:: Brano fornito ::
────────────────

Interviste

Salvatore Graziano: “Vi racconto la missione di Vesuvius Cultural Tourism”

Intervistare Salvatore Graziano, project manager di Vesuvius Cultural Tourism non è come parlare con un “classico” imprenditore. E il motivo risiede nel tipo di azienda: Vesuvius Cultural Tourism, infatti, è un’impresa sociale. Ciò implica non una logica di ritorno sull’investimento, ma una vera e propria missione che abbraccia il riscatto sociale ed economico di un’intera regione attraverso il turismo. Per farlo l’impresa vuole raccogliere il meglio che la Campania può offrire nel campo dell’accoglienza e metterlo a disposizione attraverso una App.

Partiamo da ciò che manca. Da anni si parla di turismo come il petrolio del Sud, ma a conti fatti i grandi flussi turistici preferiscono Roma, Venezia, Milano e Firenze. Cosa manca a Napoli e alla Campania per entrare nelle prime mete turistiche del Paese?

────────────────

:: Dati registrati ::
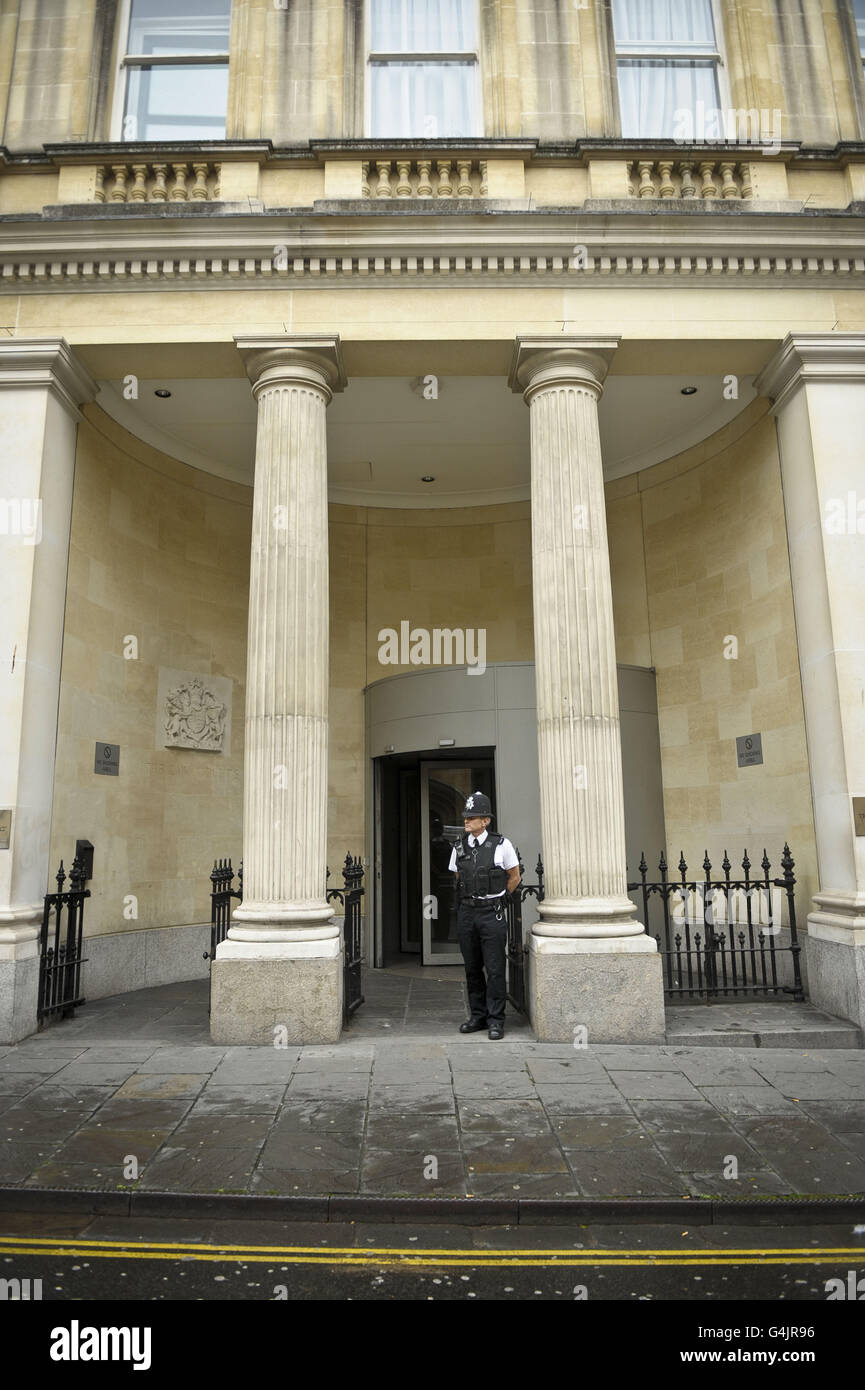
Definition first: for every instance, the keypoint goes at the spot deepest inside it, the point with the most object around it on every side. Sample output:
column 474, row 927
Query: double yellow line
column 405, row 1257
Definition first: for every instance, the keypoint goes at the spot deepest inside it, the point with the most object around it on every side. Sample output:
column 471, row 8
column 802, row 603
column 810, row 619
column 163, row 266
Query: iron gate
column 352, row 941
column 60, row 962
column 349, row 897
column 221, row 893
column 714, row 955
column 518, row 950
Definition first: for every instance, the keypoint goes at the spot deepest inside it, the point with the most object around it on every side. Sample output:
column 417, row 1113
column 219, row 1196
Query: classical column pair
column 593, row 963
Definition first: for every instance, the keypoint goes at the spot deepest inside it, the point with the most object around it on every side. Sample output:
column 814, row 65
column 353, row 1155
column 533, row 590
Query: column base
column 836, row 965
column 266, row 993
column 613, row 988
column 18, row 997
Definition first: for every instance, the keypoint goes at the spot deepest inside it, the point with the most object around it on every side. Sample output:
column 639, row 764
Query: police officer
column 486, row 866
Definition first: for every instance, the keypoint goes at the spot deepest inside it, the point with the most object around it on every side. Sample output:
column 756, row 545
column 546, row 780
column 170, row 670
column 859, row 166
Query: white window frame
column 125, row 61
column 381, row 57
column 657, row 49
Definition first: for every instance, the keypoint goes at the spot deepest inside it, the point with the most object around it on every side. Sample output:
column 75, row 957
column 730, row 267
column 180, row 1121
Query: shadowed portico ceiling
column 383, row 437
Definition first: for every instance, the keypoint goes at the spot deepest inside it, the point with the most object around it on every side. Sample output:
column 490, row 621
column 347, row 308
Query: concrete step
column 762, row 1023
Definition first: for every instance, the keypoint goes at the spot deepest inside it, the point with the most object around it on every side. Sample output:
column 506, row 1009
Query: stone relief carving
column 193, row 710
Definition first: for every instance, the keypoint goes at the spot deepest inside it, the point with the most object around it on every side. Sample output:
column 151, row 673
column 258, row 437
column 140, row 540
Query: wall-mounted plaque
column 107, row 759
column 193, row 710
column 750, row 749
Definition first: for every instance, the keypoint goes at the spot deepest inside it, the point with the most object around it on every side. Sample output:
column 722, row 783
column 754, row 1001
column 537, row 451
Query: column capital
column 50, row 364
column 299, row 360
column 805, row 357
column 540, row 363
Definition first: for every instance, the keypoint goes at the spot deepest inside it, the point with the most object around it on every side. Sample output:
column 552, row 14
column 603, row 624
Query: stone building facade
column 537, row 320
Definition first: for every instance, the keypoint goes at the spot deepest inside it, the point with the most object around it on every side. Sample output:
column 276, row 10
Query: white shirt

────────────────

:: Descrizione del compito ::
Prosegui l'intervista a Salvatore Graziano sull'impresa sociale Vesuvius Cultural Tourism, cominciando subito dopo l'ultima frase riportata.

:: Risposta scritta ::
“In tutta onestà non credo manchi nulla. Senza voler sminuire le altre importanti mete turistiche che ha citato, direi che spesso per creare delle esperienze per i propri ospiti loro devono in qualche modo costruirle, quasi inventarle. Napoli e la Campania, invece, sono la sede naturale dove fare una miriade di esperienze storiche, culturali, sensoriali, e anche identitarie. Quindi in termini materiali abbiamo tutto, ciò che manca è la conoscenza di quello che abbiamo, degli attrattori storico-culturali che ci circondano. Quindi bisogna prenderne e farne prendere coscienza. E questo si fa attraverso un’oculata politica del turismo. Fatto ciò, credo ci vorrà davvero poco per entrare tra le prime mete turistiche del Paese”.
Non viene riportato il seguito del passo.